## YOUR GOAL
Reproduce the following data verbatim, line for line.

Data extracted from a collection

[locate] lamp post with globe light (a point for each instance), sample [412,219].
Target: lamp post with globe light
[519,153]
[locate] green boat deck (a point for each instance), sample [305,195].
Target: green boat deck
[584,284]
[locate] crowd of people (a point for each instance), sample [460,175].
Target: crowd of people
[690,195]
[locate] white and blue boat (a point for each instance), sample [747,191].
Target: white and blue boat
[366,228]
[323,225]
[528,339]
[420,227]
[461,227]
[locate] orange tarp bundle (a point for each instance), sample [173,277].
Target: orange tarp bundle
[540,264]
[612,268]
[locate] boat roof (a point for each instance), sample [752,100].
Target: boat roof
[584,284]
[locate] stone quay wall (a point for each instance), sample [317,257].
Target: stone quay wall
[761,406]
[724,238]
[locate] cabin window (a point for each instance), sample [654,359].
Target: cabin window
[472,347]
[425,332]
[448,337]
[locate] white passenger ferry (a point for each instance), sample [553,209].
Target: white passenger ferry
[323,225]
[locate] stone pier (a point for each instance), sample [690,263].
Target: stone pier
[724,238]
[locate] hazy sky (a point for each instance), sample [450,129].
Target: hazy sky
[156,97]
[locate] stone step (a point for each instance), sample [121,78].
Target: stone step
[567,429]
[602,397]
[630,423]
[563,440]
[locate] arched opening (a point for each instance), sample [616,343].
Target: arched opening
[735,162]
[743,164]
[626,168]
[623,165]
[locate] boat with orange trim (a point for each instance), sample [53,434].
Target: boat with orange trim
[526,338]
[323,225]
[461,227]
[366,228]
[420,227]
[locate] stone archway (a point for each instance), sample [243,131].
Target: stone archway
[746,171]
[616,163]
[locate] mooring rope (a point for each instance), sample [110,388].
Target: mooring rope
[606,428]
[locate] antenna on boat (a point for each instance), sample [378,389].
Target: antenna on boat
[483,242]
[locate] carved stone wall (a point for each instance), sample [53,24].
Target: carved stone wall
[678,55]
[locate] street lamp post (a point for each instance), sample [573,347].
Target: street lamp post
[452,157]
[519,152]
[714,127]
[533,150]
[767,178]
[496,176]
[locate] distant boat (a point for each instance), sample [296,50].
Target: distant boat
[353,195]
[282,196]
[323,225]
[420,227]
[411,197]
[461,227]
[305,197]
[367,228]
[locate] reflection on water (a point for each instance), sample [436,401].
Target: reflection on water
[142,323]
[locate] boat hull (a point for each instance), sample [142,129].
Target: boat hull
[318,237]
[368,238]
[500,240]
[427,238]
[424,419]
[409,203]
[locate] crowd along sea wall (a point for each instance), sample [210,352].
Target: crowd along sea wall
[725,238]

## RESULT OF THE EXERCISE
[locate] lamp post with globe light (a point for each instance), sample [412,219].
Target: lamp post with globe light
[519,153]
[locate] green boat deck (a point for each instance), sample [305,195].
Target: green boat deck
[584,284]
[locate] crowd of people (a point for each instance), sample [460,175].
Target: crowd of people
[690,195]
[locate] white and blue boat (a point for each instance), sample [747,191].
Target: white and blue boat
[366,228]
[323,225]
[528,339]
[420,227]
[461,227]
[locate] orange tarp bundle (a point for each instance), sample [173,277].
Target: orange tarp bundle
[540,264]
[612,268]
[locate] boat roof (a point for each instance), sample [752,100].
Target: boat roof
[584,284]
[locate] stone quay wall (a point for each instance), sample [317,257].
Target: stone quay wall
[761,406]
[724,238]
[locate] cabin window (a point for each instance), sample [654,359].
Target: cabin window
[472,347]
[425,332]
[448,337]
[locate] white passenger ferry (a point for each instance), sample [553,209].
Target: white passenger ferry
[323,225]
[locate] stone pier (a point for each instance), sample [690,263].
Target: stone pier
[724,238]
[locate] hazy sky (a point for each instance), sample [450,129].
Target: hazy sky
[156,97]
[locate] stone step (a point for each instance), sample [121,78].
Target: stone step
[567,429]
[602,397]
[630,423]
[563,440]
[locate] arched opening (a point for each instance), sample [616,343].
Target: arched opening
[735,162]
[743,164]
[626,168]
[623,165]
[locate] boat with orange trim (a point for each instance), sample [53,434].
Target: boat with orange trim
[526,338]
[323,225]
[461,227]
[366,228]
[420,227]
[locate] stone archway (a point for each instance), sample [243,131].
Target: stone archway
[746,171]
[616,163]
[locate] mooring rope (a point for each instance), sample [110,388].
Target: mooring rope
[606,428]
[locate] antenna on boat (a point for each instance), sample [378,389].
Target: antenna on boat
[483,242]
[locate] carved stone wall (a point for each instance), sample [53,24].
Target: carved stone wall
[678,55]
[locate] street lamp post (a point for each instance), sample [573,347].
Target: street lamp post
[452,157]
[519,152]
[714,127]
[533,150]
[767,178]
[496,176]
[locate] distant boat (a point for each instance), sample [296,50].
Target: distant boat
[353,195]
[282,196]
[323,225]
[420,227]
[411,197]
[461,227]
[305,197]
[367,228]
[locate] reflection on water (a point for each instance), sample [436,401].
Target: reflection on water
[142,323]
[locate] boat hull (a point for each instance), sample [142,129].
Target: boat hull
[318,237]
[368,238]
[500,240]
[427,238]
[424,419]
[409,203]
[locate] crowd along sea wall (a point for each instance), sample [210,352].
Target: crowd along sea wall
[725,238]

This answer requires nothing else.